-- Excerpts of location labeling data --
------------------------
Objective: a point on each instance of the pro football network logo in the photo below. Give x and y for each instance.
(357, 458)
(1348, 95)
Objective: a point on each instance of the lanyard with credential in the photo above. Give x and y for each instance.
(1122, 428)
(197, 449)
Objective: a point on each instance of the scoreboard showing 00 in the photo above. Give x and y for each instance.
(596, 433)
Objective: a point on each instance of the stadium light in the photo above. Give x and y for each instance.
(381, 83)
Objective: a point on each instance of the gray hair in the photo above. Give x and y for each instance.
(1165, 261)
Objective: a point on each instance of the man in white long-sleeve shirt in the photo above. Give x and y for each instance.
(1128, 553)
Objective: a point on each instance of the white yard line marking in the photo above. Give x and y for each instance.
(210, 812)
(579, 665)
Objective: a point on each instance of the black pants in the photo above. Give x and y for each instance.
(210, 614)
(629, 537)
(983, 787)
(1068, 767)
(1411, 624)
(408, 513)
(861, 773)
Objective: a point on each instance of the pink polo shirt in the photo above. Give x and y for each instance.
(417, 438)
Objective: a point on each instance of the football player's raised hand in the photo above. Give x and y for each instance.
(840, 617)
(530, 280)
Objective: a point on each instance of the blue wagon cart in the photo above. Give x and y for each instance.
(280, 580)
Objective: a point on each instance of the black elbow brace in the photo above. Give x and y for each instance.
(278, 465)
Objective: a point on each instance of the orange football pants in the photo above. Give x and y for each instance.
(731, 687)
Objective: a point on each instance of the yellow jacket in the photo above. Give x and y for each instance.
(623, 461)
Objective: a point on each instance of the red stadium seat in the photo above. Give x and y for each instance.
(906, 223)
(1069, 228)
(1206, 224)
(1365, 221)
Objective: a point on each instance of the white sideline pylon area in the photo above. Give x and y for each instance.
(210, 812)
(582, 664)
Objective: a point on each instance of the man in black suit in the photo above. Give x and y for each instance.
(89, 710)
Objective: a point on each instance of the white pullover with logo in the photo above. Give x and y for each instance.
------------------------
-- Exercise directions --
Copy the items verbatim, starting at the line that contains "Objective: a point on each instance of the orange" and continuing through the last line of the items.

-- Complete output --
Objective: a point on each instance of the orange football pants in the photo above. Give x and y for each instance.
(731, 687)
Objective: a point on each instance of the yellow jacket in the photo above. Give x and y for each instance.
(623, 461)
Objective: a point on each instance of the red stadium seat in the photo above. Give x and y for each instance.
(906, 223)
(1069, 228)
(1206, 224)
(1365, 221)
Objective: a point on each instance of the white sideline pylon area in the photo above. Give x and y for each instance.
(210, 812)
(582, 664)
Objective: a point on each instance of the man in black suit in the photo above. Give x and y for each instance.
(89, 710)
Objective: a point on each instance of the white pullover with logo in the photo above. Give x and y for each instance.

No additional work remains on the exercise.